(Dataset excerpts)
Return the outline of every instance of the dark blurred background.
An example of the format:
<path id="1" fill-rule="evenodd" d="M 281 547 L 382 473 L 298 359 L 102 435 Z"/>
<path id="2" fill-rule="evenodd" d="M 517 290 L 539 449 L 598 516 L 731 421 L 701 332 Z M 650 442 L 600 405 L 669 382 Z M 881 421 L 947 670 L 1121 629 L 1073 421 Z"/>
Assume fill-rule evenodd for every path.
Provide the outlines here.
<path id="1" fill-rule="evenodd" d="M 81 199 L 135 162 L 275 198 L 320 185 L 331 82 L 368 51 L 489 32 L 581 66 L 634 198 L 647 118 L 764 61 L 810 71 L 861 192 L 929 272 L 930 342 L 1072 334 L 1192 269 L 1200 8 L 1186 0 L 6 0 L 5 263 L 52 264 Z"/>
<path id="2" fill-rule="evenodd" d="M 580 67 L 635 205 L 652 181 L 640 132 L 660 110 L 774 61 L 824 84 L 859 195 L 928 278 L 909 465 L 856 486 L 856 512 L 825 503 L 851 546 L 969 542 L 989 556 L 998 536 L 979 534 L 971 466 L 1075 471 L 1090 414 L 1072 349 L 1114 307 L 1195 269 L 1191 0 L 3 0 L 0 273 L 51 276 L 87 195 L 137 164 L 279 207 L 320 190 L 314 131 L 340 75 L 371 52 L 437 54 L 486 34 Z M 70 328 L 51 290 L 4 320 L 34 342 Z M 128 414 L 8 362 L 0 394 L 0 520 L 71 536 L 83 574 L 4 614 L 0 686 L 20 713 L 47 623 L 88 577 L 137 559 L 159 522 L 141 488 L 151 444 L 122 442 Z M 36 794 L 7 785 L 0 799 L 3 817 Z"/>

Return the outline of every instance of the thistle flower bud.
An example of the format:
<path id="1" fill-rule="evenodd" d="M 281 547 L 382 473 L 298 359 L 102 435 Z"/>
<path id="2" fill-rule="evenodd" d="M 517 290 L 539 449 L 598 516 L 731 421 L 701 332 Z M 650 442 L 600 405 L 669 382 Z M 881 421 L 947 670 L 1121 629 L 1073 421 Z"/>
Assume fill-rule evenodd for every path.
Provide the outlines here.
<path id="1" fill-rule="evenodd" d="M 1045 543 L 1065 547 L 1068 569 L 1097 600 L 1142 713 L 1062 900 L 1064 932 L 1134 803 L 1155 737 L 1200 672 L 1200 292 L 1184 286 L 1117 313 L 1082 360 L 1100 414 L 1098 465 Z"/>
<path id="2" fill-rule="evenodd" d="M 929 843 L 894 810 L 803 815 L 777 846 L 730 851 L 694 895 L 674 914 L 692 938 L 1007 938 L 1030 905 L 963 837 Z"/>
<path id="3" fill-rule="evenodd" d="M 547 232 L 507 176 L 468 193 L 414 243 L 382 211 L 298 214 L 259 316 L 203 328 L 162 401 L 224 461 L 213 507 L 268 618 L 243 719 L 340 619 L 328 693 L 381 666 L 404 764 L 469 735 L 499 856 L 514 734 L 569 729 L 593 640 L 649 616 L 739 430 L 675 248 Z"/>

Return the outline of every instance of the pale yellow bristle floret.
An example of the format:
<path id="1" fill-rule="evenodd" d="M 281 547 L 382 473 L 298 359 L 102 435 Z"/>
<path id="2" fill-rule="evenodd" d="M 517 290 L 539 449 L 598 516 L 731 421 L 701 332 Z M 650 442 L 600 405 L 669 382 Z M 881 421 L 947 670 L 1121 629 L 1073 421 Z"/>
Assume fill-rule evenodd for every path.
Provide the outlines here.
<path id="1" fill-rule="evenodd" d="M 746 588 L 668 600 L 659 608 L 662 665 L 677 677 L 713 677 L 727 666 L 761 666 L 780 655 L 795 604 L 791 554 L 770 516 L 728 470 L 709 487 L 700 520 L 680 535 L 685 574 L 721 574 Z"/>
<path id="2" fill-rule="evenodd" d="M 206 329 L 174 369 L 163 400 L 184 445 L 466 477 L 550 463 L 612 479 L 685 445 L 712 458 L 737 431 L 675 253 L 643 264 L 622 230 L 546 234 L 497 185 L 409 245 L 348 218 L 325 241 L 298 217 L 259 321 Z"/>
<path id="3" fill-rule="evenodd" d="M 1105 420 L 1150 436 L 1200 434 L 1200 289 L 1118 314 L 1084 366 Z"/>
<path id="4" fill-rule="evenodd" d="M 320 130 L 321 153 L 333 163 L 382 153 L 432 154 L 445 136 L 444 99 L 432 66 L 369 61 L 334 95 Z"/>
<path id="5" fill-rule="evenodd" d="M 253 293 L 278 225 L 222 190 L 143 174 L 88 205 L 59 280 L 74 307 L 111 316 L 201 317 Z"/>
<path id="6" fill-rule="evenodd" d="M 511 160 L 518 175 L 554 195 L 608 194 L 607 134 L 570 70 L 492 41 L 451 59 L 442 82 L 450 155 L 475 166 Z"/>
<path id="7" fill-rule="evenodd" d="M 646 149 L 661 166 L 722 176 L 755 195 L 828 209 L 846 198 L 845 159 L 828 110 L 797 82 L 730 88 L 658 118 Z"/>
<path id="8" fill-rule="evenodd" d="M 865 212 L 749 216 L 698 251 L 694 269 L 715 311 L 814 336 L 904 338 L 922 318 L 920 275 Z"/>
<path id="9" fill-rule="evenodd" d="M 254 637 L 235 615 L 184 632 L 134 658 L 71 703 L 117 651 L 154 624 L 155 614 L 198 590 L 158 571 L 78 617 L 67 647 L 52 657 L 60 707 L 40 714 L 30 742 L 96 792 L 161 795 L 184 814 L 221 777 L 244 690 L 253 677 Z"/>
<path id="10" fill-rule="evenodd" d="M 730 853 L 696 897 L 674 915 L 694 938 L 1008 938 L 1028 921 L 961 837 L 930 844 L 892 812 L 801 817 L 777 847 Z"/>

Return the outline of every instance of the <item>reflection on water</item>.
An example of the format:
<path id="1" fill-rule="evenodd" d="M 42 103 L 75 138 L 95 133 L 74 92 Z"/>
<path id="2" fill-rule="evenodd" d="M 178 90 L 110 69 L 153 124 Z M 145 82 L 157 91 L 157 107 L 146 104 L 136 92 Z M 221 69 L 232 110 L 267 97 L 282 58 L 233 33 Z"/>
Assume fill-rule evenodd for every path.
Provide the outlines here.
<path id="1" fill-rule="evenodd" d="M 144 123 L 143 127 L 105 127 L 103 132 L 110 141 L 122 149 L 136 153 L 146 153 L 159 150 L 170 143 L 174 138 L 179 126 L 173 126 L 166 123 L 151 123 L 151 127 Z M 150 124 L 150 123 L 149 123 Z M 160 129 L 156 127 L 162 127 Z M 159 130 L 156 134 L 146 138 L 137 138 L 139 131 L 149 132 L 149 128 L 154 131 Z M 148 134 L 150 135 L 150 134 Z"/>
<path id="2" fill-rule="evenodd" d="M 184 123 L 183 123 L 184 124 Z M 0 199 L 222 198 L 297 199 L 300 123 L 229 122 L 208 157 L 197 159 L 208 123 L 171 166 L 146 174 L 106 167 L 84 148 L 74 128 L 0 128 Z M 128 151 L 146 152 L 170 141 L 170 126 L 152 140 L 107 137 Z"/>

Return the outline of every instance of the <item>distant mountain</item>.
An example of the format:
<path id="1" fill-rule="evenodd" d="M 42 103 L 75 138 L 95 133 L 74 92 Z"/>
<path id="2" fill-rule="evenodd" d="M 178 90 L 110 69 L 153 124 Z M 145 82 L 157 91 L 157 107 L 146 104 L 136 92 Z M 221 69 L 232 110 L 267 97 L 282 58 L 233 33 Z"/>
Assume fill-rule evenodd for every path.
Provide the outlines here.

=== Your assignment ===
Each entry above must be set down again without alteration.

=== Problem solution ===
Return the outline of every instance of the dark blurred background.
An example of the format:
<path id="1" fill-rule="evenodd" d="M 281 547 L 382 473 L 298 359 L 102 435 Z"/>
<path id="2" fill-rule="evenodd" d="M 517 290 L 539 449 L 598 516 L 731 421 L 701 332 Z M 650 442 L 600 405 L 669 382 Z M 881 421 L 947 670 L 1121 629 L 1073 421 Z"/>
Assume fill-rule evenodd for every path.
Provide the outlines here.
<path id="1" fill-rule="evenodd" d="M 81 199 L 135 162 L 275 198 L 320 185 L 331 82 L 368 51 L 489 32 L 581 66 L 634 198 L 647 118 L 764 61 L 810 71 L 861 192 L 929 272 L 930 342 L 1072 334 L 1192 269 L 1200 8 L 1186 0 L 6 0 L 5 263 L 52 264 Z"/>
<path id="2" fill-rule="evenodd" d="M 580 67 L 635 205 L 652 181 L 640 132 L 660 110 L 774 61 L 824 84 L 859 195 L 928 278 L 909 465 L 856 486 L 856 512 L 825 503 L 851 546 L 969 542 L 989 556 L 998 536 L 979 534 L 971 466 L 1075 471 L 1090 414 L 1072 349 L 1114 307 L 1195 269 L 1191 0 L 3 0 L 0 273 L 51 276 L 87 195 L 137 164 L 279 207 L 320 190 L 314 131 L 340 75 L 371 52 L 437 54 L 486 34 Z M 70 328 L 51 290 L 4 320 L 34 342 Z M 128 414 L 8 362 L 0 394 L 0 520 L 71 536 L 83 574 L 4 614 L 0 686 L 20 713 L 47 623 L 88 577 L 137 559 L 159 522 L 141 488 L 151 444 L 122 442 Z M 36 794 L 7 785 L 0 799 L 3 817 Z"/>

Return the outline of every instance of the thistle flower bud.
An example of the format:
<path id="1" fill-rule="evenodd" d="M 281 547 L 382 473 L 298 359 L 102 435 Z"/>
<path id="2" fill-rule="evenodd" d="M 517 290 L 539 449 L 598 516 L 731 421 L 701 332 Z M 650 442 L 600 405 L 669 382 Z M 881 421 L 947 670 L 1121 629 L 1073 421 Z"/>
Assume fill-rule evenodd for every path.
Provide the outlines here.
<path id="1" fill-rule="evenodd" d="M 1045 543 L 1065 547 L 1068 569 L 1097 600 L 1142 713 L 1062 900 L 1064 932 L 1134 803 L 1155 737 L 1200 672 L 1200 292 L 1184 286 L 1117 313 L 1082 360 L 1100 414 L 1098 465 Z"/>
<path id="2" fill-rule="evenodd" d="M 929 843 L 894 810 L 803 815 L 777 846 L 730 851 L 694 895 L 674 914 L 692 938 L 1007 938 L 1030 905 L 963 837 Z"/>
<path id="3" fill-rule="evenodd" d="M 547 232 L 507 176 L 468 193 L 414 243 L 382 211 L 298 214 L 259 316 L 203 328 L 162 401 L 224 461 L 213 507 L 268 618 L 243 719 L 340 619 L 328 693 L 381 666 L 404 764 L 469 735 L 499 856 L 514 734 L 569 729 L 593 640 L 649 616 L 739 430 L 675 248 Z"/>

Return the outline of every instance of the pale yellow bristle floret.
An example of the format:
<path id="1" fill-rule="evenodd" d="M 281 547 L 382 473 L 298 359 L 102 435 Z"/>
<path id="2" fill-rule="evenodd" d="M 517 290 L 539 449 L 598 516 L 731 421 L 701 332 Z M 650 442 L 600 405 L 669 382 Z M 881 421 L 947 670 L 1121 629 L 1073 421 Z"/>
Assume fill-rule evenodd for every path.
Provide the outlines here.
<path id="1" fill-rule="evenodd" d="M 746 588 L 668 600 L 659 608 L 662 665 L 677 677 L 713 677 L 727 666 L 761 666 L 780 655 L 795 604 L 791 554 L 770 516 L 728 470 L 709 487 L 700 520 L 680 535 L 685 574 L 721 574 Z"/>
<path id="2" fill-rule="evenodd" d="M 206 329 L 174 369 L 163 400 L 184 445 L 466 477 L 550 463 L 612 479 L 685 445 L 712 458 L 737 431 L 675 253 L 643 264 L 622 230 L 546 234 L 497 185 L 409 245 L 348 218 L 325 241 L 298 217 L 259 321 Z"/>
<path id="3" fill-rule="evenodd" d="M 1105 420 L 1150 436 L 1200 434 L 1200 289 L 1118 314 L 1084 366 Z"/>
<path id="4" fill-rule="evenodd" d="M 320 130 L 321 153 L 333 163 L 382 153 L 432 154 L 445 136 L 444 99 L 432 66 L 369 61 L 334 95 Z"/>
<path id="5" fill-rule="evenodd" d="M 253 293 L 278 225 L 222 190 L 143 174 L 88 205 L 59 280 L 74 307 L 111 316 L 201 317 Z"/>
<path id="6" fill-rule="evenodd" d="M 511 160 L 518 175 L 554 195 L 608 194 L 607 134 L 570 70 L 492 41 L 451 59 L 442 82 L 450 155 L 475 166 Z"/>
<path id="7" fill-rule="evenodd" d="M 646 149 L 661 166 L 722 176 L 755 195 L 828 209 L 846 198 L 845 159 L 828 110 L 797 82 L 730 88 L 658 118 Z"/>
<path id="8" fill-rule="evenodd" d="M 865 212 L 749 216 L 698 251 L 694 269 L 715 311 L 814 336 L 904 338 L 922 318 L 920 275 Z"/>
<path id="9" fill-rule="evenodd" d="M 254 637 L 235 615 L 184 632 L 134 658 L 71 703 L 117 651 L 154 624 L 155 614 L 198 590 L 158 571 L 78 617 L 67 647 L 52 657 L 60 707 L 40 714 L 30 742 L 96 792 L 161 795 L 184 814 L 221 777 L 244 690 L 253 677 Z"/>
<path id="10" fill-rule="evenodd" d="M 730 853 L 696 897 L 674 915 L 694 938 L 1008 938 L 1028 921 L 961 837 L 930 844 L 892 812 L 801 817 L 777 847 Z"/>

Return the outline of every instance of the <item>reflection on water</item>.
An example of the format:
<path id="1" fill-rule="evenodd" d="M 42 103 L 75 138 L 95 133 L 74 92 Z"/>
<path id="2" fill-rule="evenodd" d="M 178 90 L 110 69 L 153 124 Z M 145 82 L 157 91 L 157 107 L 146 104 L 136 92 Z M 221 69 L 232 110 L 267 97 L 282 58 L 233 33 Z"/>
Assume fill-rule evenodd for every path.
Provide the outlines here.
<path id="1" fill-rule="evenodd" d="M 144 123 L 143 127 L 105 127 L 103 132 L 110 141 L 122 149 L 136 153 L 146 153 L 159 150 L 170 143 L 174 138 L 179 126 L 173 126 L 166 123 L 151 123 L 151 127 Z M 150 124 L 150 123 L 149 123 Z M 160 129 L 156 127 L 162 127 Z M 159 130 L 156 134 L 146 138 L 137 138 L 139 131 L 149 132 L 149 128 L 154 131 Z M 148 134 L 150 135 L 150 134 Z"/>
<path id="2" fill-rule="evenodd" d="M 184 123 L 183 123 L 184 124 Z M 0 199 L 222 198 L 297 199 L 300 123 L 229 122 L 208 157 L 197 159 L 208 123 L 171 166 L 146 174 L 106 167 L 84 148 L 74 128 L 0 128 Z M 128 151 L 146 152 L 170 141 L 170 126 L 152 140 L 107 137 Z"/>

Return the outline of every instance of the <item>distant mountain</item>.
An example of the format:
<path id="1" fill-rule="evenodd" d="M 42 103 L 75 138 L 95 133 L 74 92 Z"/>
<path id="2" fill-rule="evenodd" d="M 178 90 L 110 69 L 153 124 Z M 145 82 L 157 91 L 157 107 L 146 104 L 136 92 Z M 221 69 L 232 110 L 267 97 L 282 58 L 233 33 Z"/>
Assume fill-rule evenodd for every path.
Provide the outlines here.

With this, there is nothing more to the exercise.